_Data items:_

★ ★ ★

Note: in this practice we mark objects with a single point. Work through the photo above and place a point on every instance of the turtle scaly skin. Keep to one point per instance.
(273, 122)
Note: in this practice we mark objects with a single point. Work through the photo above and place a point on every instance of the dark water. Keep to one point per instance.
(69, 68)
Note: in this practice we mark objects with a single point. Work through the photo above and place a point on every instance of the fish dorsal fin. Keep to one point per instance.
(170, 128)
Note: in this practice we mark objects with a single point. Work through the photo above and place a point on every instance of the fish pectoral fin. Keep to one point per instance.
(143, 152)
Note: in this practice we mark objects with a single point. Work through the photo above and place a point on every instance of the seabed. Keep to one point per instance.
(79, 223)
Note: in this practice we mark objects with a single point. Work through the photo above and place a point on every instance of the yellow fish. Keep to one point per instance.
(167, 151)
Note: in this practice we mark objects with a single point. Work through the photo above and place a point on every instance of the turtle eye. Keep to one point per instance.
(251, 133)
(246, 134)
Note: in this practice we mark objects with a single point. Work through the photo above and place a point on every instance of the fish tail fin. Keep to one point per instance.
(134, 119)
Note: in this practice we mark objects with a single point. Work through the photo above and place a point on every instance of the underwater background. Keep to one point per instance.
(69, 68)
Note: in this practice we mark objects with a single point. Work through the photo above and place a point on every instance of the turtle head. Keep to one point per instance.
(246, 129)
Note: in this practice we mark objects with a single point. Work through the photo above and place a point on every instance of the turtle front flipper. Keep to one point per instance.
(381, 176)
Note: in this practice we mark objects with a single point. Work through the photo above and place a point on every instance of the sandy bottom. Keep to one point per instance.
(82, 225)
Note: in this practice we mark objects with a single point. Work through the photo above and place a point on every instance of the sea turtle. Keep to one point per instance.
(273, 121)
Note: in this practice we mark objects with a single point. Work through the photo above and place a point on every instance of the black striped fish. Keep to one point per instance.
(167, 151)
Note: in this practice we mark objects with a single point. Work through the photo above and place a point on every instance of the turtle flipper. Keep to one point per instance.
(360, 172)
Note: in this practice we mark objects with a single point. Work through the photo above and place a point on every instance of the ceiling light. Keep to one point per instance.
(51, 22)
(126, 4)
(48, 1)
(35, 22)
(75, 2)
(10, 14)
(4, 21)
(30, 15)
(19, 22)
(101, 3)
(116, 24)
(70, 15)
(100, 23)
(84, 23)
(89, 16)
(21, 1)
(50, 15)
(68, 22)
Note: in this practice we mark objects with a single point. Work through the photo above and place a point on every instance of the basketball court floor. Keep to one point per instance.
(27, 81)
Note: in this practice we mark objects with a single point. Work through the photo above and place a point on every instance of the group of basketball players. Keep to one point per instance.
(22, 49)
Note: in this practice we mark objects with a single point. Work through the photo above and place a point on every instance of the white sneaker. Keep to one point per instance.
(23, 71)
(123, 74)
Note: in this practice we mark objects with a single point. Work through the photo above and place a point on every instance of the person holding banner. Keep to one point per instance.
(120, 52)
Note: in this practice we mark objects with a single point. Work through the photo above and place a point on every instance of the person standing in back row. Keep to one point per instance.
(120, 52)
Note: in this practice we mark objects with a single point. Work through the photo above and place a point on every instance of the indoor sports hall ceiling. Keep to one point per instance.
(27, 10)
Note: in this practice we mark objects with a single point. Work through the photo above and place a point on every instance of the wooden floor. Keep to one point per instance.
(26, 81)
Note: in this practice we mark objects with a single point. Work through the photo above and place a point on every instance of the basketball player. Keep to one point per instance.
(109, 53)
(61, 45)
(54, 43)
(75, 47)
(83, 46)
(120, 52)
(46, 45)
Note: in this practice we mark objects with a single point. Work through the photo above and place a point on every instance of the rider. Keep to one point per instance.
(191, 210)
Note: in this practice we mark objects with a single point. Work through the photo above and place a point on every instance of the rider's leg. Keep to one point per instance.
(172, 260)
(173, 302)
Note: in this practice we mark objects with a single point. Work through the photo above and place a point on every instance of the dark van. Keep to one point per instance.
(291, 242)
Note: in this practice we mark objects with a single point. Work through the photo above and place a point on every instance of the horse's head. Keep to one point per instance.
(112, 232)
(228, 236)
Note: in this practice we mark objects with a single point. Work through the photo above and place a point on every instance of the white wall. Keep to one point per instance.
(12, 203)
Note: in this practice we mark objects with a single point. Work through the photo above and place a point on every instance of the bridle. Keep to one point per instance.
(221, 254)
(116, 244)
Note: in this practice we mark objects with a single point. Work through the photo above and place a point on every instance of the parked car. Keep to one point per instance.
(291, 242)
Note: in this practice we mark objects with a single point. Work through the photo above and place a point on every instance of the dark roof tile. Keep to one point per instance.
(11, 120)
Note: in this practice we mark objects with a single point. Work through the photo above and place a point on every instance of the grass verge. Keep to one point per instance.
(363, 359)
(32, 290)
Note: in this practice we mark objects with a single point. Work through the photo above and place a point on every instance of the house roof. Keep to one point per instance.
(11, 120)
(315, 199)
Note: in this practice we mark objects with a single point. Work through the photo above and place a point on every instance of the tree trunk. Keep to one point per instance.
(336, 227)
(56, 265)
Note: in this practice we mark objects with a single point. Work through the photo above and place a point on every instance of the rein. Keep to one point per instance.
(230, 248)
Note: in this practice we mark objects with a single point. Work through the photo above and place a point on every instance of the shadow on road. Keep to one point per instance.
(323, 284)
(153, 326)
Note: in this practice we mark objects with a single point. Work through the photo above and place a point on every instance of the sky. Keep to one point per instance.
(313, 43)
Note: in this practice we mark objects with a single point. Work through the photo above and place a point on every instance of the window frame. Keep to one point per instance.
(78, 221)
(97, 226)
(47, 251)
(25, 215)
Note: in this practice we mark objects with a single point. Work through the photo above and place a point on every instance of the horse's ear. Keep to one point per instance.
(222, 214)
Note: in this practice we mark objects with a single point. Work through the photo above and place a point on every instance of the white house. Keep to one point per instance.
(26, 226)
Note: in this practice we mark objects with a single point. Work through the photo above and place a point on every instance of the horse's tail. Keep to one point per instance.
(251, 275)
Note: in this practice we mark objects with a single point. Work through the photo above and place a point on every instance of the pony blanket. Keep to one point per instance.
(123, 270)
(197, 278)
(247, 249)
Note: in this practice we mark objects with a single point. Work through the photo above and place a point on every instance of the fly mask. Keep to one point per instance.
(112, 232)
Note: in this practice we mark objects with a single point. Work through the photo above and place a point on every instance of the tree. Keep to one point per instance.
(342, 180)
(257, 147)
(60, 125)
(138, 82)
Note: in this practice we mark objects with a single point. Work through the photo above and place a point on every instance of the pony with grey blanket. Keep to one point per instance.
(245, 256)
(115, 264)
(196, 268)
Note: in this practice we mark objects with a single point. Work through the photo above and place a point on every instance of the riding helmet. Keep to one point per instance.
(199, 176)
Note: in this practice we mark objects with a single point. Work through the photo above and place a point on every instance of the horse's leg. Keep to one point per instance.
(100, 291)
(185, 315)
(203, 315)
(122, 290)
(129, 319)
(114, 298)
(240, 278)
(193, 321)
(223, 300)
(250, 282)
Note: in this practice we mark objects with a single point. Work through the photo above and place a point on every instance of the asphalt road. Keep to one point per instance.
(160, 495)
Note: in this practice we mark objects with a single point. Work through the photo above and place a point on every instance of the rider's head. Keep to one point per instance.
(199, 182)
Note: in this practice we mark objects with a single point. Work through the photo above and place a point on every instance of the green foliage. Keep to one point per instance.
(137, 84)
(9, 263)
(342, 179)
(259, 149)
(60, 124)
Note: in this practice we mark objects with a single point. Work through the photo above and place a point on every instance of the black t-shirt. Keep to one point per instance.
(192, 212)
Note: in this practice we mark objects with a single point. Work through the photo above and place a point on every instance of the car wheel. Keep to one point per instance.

★ ★ ★

_Task goal:_ Copy out the lines starting at the one containing "grey blanket. Keep to one point per instance." and ending with the last line of the entries. Include nothing else.

_Output of the exercise:_
Note: in this practice we mark objects with a single point. Work through the photo above and place a point on every instance of the pony with grey blanket. Keep to one point per instance.
(245, 256)
(115, 264)
(196, 268)
Note: in this practice we mark objects with a single point. Work through the photo above and place a point on every instance of the riding helmet. Keep to one point per instance.
(199, 176)
Note: in this practice we mark objects with a single point. Work through the photo above and place a point on every instance of the horse's leg. Keep to one point per instance.
(100, 291)
(185, 315)
(203, 315)
(122, 290)
(129, 319)
(114, 298)
(240, 278)
(193, 321)
(223, 300)
(250, 282)
Note: in this practice we mark objects with a single point. Work through the photo above and place a point on every instance of the asphalt road. Keep to one point per instance.
(160, 495)
Note: in this practice we mark objects with a single point. Work through the photo above and place a point on every instance of the rider's head. Keep to one point per instance.
(199, 182)
Note: in this practice we mark objects with a single point. Work through the photo above and place a point on every instance of the green foliage. Keep to one point per instance.
(137, 84)
(9, 263)
(342, 179)
(259, 149)
(60, 124)
Note: in this practice we mark objects with a single point. Work through the photo above and place a point on every instance of the black t-shirt. Keep to one point per instance.
(192, 212)
Note: in this practice we mark objects with a single point. Work through the photo above and place a point on every instance of the car wheel. Keep to one point per instance.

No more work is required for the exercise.